Description of the task:
State how many lines in the listing below contain the string "lantern", counting only matches in the same case, and give the number alone.

Position identification records
· · · · ·

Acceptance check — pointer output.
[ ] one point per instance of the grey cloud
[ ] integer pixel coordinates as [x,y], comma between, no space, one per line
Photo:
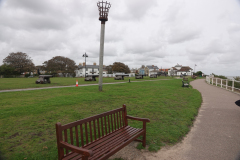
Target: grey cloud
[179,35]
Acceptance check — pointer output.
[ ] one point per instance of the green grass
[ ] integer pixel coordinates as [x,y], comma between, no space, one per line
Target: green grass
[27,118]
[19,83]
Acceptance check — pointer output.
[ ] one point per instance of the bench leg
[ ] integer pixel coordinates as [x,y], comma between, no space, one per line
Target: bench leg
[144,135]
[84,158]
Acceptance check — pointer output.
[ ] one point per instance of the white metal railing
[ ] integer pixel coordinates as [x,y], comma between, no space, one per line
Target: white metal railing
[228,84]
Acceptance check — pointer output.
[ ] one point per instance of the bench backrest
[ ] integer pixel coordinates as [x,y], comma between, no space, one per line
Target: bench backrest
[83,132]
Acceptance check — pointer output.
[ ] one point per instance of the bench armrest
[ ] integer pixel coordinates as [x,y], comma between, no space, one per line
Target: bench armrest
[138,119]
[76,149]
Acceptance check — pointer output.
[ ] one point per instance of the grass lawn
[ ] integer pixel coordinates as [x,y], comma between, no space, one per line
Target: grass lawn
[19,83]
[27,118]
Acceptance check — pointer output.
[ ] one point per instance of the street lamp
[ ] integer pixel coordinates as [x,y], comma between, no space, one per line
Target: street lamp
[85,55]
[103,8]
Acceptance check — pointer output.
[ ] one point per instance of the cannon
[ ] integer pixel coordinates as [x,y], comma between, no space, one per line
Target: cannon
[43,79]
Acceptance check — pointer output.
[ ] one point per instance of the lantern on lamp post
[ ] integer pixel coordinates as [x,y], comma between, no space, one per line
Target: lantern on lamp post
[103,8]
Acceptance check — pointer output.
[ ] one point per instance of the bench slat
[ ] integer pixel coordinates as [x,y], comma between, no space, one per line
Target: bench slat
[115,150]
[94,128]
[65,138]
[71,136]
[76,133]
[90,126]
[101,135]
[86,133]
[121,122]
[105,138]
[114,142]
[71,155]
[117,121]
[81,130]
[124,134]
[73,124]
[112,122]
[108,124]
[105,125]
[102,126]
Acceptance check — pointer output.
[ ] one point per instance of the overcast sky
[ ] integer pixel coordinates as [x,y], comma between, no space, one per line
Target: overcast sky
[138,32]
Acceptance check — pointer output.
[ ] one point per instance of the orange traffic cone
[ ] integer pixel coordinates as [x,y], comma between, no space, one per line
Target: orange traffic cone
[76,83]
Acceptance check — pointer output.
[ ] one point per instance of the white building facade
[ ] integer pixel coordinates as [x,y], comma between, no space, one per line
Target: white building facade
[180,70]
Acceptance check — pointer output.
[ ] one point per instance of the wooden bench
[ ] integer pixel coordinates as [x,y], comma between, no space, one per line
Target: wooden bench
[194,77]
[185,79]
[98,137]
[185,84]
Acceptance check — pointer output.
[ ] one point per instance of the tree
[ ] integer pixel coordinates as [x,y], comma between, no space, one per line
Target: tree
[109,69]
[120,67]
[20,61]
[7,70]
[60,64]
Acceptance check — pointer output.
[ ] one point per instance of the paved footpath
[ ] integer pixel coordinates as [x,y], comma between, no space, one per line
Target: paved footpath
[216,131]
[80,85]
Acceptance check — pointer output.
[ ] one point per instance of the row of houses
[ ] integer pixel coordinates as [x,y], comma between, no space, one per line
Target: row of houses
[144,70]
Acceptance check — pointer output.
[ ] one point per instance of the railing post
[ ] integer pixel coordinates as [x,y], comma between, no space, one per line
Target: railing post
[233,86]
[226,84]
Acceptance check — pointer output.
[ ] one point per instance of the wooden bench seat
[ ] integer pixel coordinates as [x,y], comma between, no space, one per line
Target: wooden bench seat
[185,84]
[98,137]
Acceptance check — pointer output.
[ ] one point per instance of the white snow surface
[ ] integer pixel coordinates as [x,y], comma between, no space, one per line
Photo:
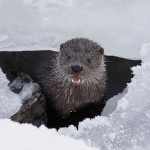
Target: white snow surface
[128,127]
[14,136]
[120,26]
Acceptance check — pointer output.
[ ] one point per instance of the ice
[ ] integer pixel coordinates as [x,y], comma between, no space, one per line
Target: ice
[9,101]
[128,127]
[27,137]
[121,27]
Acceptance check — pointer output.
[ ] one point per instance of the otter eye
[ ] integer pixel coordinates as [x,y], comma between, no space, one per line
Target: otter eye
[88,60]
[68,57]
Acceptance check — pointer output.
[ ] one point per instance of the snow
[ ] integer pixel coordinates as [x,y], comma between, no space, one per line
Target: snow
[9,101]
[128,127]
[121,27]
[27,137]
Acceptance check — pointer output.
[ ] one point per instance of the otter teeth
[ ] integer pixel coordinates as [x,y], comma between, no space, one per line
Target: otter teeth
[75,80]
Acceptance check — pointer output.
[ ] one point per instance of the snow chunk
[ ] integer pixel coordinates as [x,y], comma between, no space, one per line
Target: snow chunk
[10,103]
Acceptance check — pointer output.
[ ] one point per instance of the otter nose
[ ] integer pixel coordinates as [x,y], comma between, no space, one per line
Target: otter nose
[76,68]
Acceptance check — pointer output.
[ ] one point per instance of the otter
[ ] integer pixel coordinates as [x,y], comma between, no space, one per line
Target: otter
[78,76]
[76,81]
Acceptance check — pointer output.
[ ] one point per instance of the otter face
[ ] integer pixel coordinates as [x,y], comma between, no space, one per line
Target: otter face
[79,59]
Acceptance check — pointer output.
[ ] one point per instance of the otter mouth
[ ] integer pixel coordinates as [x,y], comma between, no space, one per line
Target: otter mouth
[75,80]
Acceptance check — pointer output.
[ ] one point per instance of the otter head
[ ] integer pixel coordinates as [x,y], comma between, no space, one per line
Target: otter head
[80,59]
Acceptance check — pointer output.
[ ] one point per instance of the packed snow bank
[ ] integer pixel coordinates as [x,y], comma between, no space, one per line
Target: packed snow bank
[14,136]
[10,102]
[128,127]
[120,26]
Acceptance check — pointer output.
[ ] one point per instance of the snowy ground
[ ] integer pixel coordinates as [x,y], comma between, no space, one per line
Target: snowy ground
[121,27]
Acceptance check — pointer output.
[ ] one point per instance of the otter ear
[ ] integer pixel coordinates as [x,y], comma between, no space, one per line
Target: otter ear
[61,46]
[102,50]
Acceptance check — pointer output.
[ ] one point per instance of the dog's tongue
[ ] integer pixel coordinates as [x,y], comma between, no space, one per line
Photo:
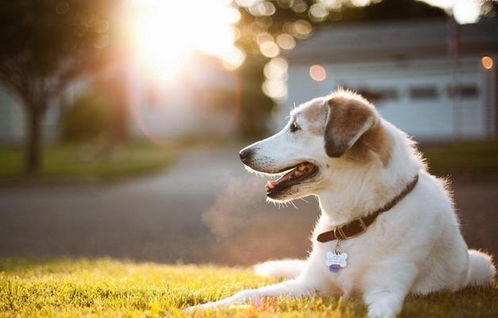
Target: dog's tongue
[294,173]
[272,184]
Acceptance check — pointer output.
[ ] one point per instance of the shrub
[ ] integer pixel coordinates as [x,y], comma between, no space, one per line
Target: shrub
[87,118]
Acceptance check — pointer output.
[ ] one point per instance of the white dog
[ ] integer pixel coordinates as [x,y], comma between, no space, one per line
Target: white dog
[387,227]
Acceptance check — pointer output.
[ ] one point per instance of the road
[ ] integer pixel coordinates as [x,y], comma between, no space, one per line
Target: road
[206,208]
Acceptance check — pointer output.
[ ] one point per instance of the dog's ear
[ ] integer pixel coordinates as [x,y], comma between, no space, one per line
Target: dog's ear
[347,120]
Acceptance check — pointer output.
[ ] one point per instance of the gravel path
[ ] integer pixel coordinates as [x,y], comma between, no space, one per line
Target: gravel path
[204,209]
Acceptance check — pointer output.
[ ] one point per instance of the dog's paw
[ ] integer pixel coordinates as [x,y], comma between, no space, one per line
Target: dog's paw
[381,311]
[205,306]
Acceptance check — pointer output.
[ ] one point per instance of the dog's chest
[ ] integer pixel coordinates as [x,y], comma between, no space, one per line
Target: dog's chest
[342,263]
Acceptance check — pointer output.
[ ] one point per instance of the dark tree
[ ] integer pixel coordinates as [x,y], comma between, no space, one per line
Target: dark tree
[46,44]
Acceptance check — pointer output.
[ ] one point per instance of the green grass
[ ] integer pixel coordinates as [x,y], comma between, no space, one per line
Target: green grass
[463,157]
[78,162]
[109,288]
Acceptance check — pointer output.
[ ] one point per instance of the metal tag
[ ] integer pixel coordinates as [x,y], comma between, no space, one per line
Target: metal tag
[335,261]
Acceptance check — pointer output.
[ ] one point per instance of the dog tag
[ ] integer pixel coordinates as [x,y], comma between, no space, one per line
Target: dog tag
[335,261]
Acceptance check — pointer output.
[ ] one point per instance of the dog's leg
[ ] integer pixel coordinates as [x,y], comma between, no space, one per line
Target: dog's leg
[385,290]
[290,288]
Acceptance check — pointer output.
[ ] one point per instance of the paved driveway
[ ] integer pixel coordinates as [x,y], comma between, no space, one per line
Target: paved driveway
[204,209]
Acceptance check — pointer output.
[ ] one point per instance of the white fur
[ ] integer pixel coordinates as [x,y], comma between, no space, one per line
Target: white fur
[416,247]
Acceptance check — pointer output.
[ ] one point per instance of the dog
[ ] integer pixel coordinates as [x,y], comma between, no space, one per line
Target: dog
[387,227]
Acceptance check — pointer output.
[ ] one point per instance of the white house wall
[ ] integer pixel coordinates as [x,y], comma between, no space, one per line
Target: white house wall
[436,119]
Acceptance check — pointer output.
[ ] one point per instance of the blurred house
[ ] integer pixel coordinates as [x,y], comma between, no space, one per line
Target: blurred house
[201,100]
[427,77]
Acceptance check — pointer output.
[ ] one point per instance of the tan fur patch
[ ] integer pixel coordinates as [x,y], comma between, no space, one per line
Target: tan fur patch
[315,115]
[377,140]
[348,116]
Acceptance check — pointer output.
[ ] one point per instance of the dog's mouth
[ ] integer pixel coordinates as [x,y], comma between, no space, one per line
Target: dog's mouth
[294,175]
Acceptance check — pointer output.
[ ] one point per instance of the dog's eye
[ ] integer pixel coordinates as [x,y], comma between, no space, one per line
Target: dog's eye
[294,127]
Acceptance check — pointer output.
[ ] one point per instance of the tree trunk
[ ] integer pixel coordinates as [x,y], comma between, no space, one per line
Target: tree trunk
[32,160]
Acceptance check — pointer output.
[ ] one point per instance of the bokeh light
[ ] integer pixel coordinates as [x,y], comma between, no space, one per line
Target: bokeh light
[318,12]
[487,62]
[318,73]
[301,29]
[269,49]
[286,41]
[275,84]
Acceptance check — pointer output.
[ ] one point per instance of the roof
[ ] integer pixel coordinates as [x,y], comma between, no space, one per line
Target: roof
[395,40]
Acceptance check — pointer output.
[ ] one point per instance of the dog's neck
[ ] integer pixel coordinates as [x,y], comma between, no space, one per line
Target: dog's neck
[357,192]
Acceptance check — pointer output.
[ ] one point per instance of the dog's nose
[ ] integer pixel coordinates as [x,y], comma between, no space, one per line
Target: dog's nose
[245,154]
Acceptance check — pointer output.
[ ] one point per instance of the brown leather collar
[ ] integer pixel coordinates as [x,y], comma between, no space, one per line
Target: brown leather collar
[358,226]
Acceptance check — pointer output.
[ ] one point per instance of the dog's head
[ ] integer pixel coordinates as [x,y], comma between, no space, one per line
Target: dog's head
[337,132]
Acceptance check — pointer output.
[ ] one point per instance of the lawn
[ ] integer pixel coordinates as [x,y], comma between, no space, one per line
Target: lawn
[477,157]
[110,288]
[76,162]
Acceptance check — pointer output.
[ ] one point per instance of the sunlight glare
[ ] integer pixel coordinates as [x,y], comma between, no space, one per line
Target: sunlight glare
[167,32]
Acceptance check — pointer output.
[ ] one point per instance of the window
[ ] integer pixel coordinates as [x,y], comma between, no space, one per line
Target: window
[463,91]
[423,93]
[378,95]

· · · · ·

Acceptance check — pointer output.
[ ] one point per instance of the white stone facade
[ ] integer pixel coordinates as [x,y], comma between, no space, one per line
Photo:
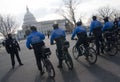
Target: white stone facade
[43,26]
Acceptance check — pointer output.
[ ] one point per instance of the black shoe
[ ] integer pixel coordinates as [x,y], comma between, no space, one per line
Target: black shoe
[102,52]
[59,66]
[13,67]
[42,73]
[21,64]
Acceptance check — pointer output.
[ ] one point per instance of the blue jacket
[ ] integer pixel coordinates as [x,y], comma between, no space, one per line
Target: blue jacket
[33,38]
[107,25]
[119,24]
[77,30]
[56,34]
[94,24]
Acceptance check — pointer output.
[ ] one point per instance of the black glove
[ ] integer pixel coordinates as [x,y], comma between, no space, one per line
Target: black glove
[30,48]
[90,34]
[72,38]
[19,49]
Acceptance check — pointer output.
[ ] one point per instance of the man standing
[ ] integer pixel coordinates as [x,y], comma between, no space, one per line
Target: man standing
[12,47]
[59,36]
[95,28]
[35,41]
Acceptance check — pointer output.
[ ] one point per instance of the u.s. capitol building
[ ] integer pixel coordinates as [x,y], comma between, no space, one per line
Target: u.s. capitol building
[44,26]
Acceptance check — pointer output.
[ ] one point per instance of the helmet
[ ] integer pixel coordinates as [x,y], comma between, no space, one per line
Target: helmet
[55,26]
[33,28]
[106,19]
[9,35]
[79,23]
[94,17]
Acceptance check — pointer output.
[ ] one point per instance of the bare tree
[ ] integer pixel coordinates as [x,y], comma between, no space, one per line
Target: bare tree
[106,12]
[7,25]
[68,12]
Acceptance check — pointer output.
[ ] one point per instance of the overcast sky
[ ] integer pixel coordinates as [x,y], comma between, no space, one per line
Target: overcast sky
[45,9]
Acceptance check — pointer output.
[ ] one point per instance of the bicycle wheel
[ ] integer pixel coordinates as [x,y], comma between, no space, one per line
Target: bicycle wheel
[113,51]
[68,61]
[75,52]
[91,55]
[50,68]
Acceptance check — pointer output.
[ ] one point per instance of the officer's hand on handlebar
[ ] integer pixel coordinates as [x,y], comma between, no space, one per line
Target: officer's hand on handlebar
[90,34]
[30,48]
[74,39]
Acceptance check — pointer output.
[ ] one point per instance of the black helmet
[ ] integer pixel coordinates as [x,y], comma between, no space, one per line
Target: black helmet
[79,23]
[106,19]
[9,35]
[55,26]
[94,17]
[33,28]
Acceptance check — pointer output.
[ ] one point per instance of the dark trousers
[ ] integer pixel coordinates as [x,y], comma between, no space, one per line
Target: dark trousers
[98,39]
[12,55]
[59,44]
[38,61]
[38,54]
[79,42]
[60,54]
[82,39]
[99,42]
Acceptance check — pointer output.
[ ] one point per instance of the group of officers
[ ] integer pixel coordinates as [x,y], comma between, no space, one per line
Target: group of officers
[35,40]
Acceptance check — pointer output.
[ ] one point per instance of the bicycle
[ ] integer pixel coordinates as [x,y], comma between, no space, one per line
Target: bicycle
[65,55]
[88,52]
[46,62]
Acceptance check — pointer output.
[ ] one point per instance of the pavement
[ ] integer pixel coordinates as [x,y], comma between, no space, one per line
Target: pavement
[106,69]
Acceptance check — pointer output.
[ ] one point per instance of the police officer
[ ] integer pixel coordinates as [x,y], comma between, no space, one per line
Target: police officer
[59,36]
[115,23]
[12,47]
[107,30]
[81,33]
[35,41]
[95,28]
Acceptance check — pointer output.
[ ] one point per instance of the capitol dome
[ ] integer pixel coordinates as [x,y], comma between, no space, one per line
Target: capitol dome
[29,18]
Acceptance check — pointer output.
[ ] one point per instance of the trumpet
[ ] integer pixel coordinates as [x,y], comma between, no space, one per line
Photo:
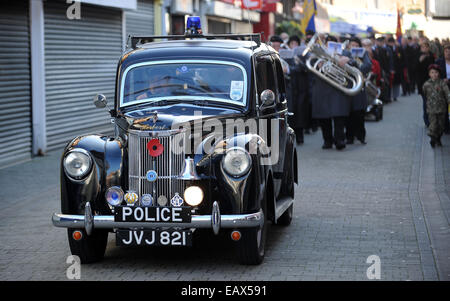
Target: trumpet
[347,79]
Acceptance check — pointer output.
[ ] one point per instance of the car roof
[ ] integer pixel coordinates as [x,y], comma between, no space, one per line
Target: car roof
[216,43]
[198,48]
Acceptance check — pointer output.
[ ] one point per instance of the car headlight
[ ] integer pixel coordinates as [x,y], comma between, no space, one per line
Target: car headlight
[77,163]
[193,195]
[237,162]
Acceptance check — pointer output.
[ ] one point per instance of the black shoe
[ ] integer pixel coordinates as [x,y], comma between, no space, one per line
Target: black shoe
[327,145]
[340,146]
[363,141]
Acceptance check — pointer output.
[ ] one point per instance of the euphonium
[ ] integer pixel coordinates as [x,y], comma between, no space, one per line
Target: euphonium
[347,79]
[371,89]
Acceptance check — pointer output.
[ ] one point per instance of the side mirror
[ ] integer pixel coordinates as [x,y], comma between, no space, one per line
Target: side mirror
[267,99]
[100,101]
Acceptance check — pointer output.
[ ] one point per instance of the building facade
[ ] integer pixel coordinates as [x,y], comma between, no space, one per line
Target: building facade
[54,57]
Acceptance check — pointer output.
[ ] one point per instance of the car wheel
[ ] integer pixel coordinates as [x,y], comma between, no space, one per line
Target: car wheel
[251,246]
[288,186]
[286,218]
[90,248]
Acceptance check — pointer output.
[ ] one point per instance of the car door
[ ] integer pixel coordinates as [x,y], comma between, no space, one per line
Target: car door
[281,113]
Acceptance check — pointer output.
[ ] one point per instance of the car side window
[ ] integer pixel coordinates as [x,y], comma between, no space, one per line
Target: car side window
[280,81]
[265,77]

· · · · ·

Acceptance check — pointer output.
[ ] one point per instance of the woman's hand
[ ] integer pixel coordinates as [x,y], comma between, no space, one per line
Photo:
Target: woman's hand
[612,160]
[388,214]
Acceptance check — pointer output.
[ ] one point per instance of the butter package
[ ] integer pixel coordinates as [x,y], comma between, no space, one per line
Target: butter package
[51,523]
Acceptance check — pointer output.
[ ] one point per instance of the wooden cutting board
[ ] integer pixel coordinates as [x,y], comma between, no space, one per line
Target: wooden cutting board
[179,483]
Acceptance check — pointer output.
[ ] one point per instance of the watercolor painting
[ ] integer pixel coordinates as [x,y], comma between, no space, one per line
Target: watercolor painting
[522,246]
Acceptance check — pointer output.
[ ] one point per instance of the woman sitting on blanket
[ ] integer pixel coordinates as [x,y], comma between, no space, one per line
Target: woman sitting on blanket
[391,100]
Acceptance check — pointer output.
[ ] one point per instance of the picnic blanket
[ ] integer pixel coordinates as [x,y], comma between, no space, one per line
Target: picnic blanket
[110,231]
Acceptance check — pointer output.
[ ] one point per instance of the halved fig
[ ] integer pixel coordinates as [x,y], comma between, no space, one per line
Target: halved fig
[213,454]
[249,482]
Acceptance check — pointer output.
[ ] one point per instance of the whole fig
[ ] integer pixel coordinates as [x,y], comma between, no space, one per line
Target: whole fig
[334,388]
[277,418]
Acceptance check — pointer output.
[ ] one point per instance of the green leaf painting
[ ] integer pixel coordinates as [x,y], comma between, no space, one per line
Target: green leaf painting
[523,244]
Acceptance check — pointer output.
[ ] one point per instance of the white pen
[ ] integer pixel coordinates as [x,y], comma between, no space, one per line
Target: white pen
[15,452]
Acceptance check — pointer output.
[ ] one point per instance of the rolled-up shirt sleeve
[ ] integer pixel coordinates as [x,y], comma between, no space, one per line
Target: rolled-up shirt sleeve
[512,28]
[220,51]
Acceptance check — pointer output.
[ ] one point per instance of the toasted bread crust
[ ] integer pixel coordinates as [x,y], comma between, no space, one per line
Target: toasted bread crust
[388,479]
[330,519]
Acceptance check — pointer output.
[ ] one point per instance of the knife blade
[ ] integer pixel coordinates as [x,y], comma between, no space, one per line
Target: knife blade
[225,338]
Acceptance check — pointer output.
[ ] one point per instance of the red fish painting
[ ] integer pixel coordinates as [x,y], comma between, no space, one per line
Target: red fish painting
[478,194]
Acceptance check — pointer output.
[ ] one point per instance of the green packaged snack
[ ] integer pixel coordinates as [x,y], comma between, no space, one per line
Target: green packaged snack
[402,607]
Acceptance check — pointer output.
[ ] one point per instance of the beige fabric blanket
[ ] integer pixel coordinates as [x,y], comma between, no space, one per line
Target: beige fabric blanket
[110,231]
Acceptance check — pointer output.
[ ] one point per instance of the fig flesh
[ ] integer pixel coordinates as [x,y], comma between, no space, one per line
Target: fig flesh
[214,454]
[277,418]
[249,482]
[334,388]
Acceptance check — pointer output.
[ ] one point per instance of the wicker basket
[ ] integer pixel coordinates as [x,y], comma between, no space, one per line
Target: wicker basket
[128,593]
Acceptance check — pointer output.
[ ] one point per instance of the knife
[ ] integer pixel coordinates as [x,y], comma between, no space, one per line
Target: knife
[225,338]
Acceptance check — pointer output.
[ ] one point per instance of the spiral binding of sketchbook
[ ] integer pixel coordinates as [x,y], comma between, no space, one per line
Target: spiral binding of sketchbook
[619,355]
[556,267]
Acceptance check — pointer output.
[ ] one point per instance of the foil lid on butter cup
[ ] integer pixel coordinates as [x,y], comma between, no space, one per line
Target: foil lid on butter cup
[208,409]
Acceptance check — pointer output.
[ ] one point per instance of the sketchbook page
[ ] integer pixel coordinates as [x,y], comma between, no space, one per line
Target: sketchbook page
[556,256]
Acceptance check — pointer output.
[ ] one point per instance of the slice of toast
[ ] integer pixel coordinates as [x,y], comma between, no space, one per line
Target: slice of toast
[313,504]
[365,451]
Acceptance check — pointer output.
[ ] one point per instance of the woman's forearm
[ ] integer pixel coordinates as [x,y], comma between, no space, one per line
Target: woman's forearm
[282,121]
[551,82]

· · · · ·

Solved exercise:
2